## TASK
The required output is the exact sequence of lines from the line holding "Return one point per instance of the silver" to the end of the records, inclusive.

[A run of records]

□ □ □ □ □

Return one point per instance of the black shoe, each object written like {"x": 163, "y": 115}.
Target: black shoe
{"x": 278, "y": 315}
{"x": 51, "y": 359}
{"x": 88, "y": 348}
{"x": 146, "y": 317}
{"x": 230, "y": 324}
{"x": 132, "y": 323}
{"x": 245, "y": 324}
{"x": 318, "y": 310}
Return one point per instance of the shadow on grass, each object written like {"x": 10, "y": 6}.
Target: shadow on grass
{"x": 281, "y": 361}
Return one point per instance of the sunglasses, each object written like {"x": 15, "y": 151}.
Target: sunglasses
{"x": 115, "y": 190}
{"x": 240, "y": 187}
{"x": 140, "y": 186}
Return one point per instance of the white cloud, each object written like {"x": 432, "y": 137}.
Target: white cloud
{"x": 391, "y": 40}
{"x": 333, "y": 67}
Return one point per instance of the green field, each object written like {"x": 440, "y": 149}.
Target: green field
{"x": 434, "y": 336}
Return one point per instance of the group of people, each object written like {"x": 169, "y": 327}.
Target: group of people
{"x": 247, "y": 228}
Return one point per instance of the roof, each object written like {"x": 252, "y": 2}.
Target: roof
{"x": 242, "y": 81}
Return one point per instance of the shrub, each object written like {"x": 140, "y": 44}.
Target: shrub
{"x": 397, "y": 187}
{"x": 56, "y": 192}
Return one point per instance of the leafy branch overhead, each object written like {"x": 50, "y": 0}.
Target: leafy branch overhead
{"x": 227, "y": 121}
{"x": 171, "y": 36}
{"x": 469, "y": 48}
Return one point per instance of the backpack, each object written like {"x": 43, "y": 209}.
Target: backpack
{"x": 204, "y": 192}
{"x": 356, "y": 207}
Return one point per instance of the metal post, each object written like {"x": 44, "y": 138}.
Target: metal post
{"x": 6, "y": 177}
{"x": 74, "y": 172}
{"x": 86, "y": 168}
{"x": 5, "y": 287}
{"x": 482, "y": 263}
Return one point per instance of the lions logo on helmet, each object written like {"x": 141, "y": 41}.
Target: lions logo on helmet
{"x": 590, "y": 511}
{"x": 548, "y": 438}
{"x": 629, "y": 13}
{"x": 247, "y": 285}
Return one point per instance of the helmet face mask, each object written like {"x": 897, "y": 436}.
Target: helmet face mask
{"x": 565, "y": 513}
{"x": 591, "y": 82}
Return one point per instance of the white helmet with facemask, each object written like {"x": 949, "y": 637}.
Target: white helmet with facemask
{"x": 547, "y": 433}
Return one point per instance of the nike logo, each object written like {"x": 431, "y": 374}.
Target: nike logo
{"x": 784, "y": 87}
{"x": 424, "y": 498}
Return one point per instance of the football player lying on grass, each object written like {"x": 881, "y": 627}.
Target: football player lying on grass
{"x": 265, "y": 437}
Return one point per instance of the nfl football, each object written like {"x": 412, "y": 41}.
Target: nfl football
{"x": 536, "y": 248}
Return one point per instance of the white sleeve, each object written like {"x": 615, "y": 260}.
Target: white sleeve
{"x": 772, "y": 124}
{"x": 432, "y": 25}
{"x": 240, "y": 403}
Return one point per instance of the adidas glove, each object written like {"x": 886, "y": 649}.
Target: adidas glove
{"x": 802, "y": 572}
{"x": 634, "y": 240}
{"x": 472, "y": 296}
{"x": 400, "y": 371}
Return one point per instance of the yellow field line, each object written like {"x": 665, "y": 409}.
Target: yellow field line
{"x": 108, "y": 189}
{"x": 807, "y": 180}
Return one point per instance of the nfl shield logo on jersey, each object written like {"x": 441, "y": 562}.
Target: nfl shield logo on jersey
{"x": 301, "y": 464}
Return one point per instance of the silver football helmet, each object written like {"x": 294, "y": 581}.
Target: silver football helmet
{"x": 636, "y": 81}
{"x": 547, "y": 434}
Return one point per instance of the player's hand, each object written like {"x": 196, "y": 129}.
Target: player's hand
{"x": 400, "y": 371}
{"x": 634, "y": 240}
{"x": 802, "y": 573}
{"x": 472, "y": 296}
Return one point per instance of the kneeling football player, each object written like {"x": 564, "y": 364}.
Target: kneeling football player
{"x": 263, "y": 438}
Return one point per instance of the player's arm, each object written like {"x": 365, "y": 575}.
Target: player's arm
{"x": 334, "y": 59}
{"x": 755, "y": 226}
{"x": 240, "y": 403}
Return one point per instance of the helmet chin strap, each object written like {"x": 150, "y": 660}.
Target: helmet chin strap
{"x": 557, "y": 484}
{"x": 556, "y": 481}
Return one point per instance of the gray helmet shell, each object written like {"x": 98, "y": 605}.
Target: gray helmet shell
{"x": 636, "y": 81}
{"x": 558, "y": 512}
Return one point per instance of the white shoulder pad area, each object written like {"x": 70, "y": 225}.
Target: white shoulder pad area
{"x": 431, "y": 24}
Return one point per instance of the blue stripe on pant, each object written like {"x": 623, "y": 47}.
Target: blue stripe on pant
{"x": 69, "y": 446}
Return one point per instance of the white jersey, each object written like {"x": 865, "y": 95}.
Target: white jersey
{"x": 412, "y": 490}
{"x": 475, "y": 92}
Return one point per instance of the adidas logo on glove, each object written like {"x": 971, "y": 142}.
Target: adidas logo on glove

□ □ □ □ □

## SOLUTION BELOW
Return one point per instance of the silver football helmet, each object written like {"x": 294, "y": 581}.
Target: silver football helmet
{"x": 636, "y": 81}
{"x": 547, "y": 434}
Return one point per instance of the player's hand, each object written like {"x": 196, "y": 129}.
Target: player's hand
{"x": 400, "y": 371}
{"x": 634, "y": 240}
{"x": 802, "y": 573}
{"x": 472, "y": 296}
Return one point per instance of the kneeling football player, each object written like {"x": 564, "y": 364}.
Target: kneeling football player
{"x": 263, "y": 438}
Return one point per instance of the player's arm, each object written like {"x": 365, "y": 575}.
Target: player's arm
{"x": 334, "y": 59}
{"x": 755, "y": 226}
{"x": 240, "y": 403}
Return one point per instance of the helmet chin strap, each object written like {"x": 150, "y": 660}.
Target: helmet chin strap
{"x": 557, "y": 484}
{"x": 556, "y": 481}
Return one point per instance of the gray helmet shell, each object written like {"x": 98, "y": 605}.
Target: gray helmet shell
{"x": 636, "y": 81}
{"x": 558, "y": 512}
Return one point per instance of the white shoulder pad area, each object written like {"x": 70, "y": 225}.
Target: white shoulder pad area
{"x": 431, "y": 24}
Return one point per instance of the blue stripe on pant, each object written like {"x": 623, "y": 47}.
Target: blue stripe on pant
{"x": 69, "y": 446}
Return one point per instance of the white jersey, each object written like {"x": 865, "y": 95}.
Target: white jersey
{"x": 412, "y": 490}
{"x": 475, "y": 92}
Return one point per instance of the adidas logo on glove, each object written like {"x": 971, "y": 142}.
Target: adidas logo on glove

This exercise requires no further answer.